Decide whether each statement below agrees with the patch thread: (a) the patch adds three lines to mm/mmap.c; (b) the new check returns NULL when end is greater than the end of prev; (c) the reply asks whether the check would better fit in vma_modify(). For each, answer yes or no and quote the deciding words from the patch thread.

### Source document
───
2024-02-21 09:15:29

by Yajun Deng

[permalink] [raw]
Subject: [PATCH v2] mm/mmap: return early if it can't merge in vma_merge()

In most cases, the range of the area is valid. But in do_mprotect_pkey(),
the minimum value of end and vma->vm_end is passed to mprotect_fixup().
This will lead to the end is less than the end of prev.

In this case, the curr will be NULL, but the next will be equal to the
prev. So it will attempt to merge before, the vm_pgoff check will cause
this case to fail.

To avoid the process described above and reduce unnecessary operations.
Add a check to immediately return NULL if the end is less than the end of
prev.

Signed-off-by: Yajun Deng <[email protected]>
---
v2: remove the case label.
v1: https://lore.kernel.org/all/[email protected]/
---
mm/mmap.c | 3 +++
1 file changed, 3 insertions(+)

diff --git a/mm/mmap.c b/mm/mmap.c
index 0fccd23f056e..7668854d2246 100644
--- a/mm/mmap.c
+++ b/mm/mmap.c
@@ -890,6 +890,9 @@ static struct vm_area_struct
if (vm_flags & VM_SPECIAL)
return NULL;

+ if (prev && end < prev->vm_end)
+ return NULL;
+
/* Does the input range span an existing VMA? (cases 5 - 8) */
curr = find_vma_intersection(mm, prev ? prev->vm_end : 0, end);

--
2.25.1



2024-02-21 15:39:06

by Liam R. Howlett

[permalink] [raw]
Subject: Re: [PATCH v2] mm/mmap: return early if it can't merge in vma_merge()

* Yajun Deng <[email protected]> [240221 04:15]:
> In most cases, the range of the area is valid. But in do_mprotect_pkey(),
> the minimum value of end and vma->vm_end is passed to mprotect_fixup().
> This will lead to the end is less than the end of prev.
>
> In this case, the curr will be NULL, but the next will be equal to the
> prev. So it will attempt to merge before, the vm_pgoff check will cause
> this case to fail.
>
> To avoid the process described above and reduce unnecessary operations.
> Add a check to immediately return NULL if the end is less than the end of
> prev.

If it's only one caller, could we stop that caller instead of checking
an almost never case for all callers? Would this better fit in
vma_modify()? Although that's not just for this caller at this point.
Maybe there isn't a good place?

Or are there other reasons this may happen and is better done in this
function?

Often, this is called the "punch a hole" scenario; where an operation
creates two entries from the old data and either leaves an empty space
or fills the space with a new VMA.

>
> Signed-off-by: Yajun Deng <[email protected]>
> ---
> v2: remove the case label.
> v1: https://lore.kernel.org/all/[email protected]/
> ---
> mm/mmap.c | 3 +++
> 1 file changed, 3 insertions(+)
>
> diff --git a/mm/mmap.c b/mm/mmap.c
> index 0fccd23f056e..7668854d2246 100644
> --- a/mm/mmap.c
> +++ b/mm/mmap.c
> @@ -890,6 +890,9 @@ static struct vm_area_struct
> if (vm_flags & VM_SPECIAL)
───
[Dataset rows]
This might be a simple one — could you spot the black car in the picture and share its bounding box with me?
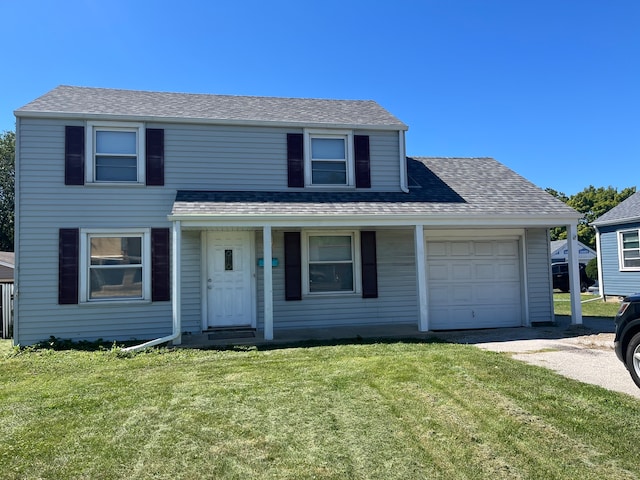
[613,293,640,387]
[551,262,594,292]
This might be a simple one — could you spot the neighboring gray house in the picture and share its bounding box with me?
[14,86,581,344]
[549,239,596,265]
[591,192,640,296]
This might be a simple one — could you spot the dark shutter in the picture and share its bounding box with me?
[284,232,302,300]
[287,133,304,187]
[151,228,171,302]
[58,228,80,305]
[353,135,371,188]
[360,232,378,298]
[145,128,164,186]
[64,126,84,185]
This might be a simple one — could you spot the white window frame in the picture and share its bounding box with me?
[80,228,151,304]
[85,122,145,185]
[301,230,362,297]
[618,228,640,272]
[304,129,356,189]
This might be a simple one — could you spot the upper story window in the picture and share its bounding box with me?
[618,230,640,270]
[86,123,145,183]
[305,130,355,187]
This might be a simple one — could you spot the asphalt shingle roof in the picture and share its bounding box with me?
[591,191,640,225]
[15,85,407,130]
[172,157,580,219]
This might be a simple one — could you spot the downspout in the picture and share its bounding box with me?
[398,130,409,193]
[12,117,22,346]
[582,225,607,303]
[122,220,182,352]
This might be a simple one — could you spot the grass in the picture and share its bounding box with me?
[553,293,620,319]
[0,342,640,479]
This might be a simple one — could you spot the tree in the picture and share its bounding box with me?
[0,132,16,252]
[546,185,636,248]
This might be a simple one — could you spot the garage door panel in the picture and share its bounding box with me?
[429,242,449,258]
[496,241,518,257]
[496,262,520,281]
[449,242,472,257]
[476,263,496,280]
[451,263,473,282]
[474,242,493,257]
[426,239,522,330]
[428,263,449,282]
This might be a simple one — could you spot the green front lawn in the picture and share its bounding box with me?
[0,342,640,480]
[553,293,620,319]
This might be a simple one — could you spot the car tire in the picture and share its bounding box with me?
[625,333,640,387]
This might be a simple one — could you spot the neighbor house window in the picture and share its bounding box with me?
[305,131,354,187]
[618,230,640,270]
[305,233,358,294]
[87,123,144,183]
[81,231,151,302]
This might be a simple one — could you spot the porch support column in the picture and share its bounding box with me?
[171,221,182,345]
[567,223,582,325]
[262,225,273,340]
[415,225,429,332]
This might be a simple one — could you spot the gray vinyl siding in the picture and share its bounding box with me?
[256,230,418,335]
[599,223,640,296]
[15,119,175,345]
[16,118,404,344]
[525,228,554,323]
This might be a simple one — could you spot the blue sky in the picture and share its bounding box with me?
[0,0,640,195]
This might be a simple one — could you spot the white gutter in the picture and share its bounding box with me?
[167,212,578,228]
[13,110,409,131]
[122,222,182,352]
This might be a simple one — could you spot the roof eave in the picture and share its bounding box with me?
[167,213,581,228]
[591,216,640,228]
[13,110,409,131]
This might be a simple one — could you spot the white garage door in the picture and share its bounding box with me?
[426,239,522,330]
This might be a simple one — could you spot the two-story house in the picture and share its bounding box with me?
[14,86,580,345]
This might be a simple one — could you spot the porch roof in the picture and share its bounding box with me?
[170,157,580,226]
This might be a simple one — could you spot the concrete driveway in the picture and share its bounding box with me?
[436,316,640,398]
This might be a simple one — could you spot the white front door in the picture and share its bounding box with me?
[204,231,255,330]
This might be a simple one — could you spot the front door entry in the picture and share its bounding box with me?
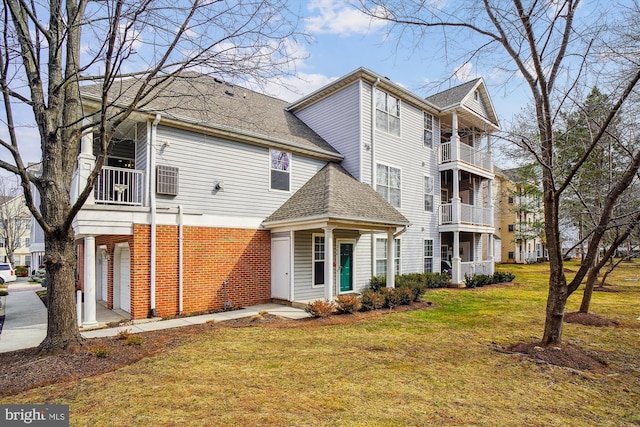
[339,243,353,292]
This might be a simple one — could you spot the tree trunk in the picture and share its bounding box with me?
[39,224,83,354]
[542,262,569,345]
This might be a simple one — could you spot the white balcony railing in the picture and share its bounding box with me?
[440,203,493,227]
[94,166,143,206]
[460,261,493,280]
[440,142,493,171]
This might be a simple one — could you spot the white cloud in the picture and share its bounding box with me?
[305,0,386,37]
[453,62,478,82]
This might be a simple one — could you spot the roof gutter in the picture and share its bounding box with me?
[149,114,162,317]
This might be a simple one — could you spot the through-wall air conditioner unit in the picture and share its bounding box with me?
[156,165,178,196]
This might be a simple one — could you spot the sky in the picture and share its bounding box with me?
[268,0,528,120]
[0,0,544,174]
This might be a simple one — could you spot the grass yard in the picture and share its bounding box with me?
[2,262,640,426]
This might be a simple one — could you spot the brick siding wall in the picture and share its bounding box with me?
[90,224,271,319]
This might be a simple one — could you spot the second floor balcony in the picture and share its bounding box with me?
[439,141,493,171]
[93,166,144,206]
[440,202,493,227]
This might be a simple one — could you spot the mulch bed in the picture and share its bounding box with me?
───
### Written answer
(a) Yes: "1 file changed, 3 insertions(+)"
(b) No: "immediately return NULL if the end is less than the end of prev"
(c) Yes: "Would this better fit in vma_modify()?"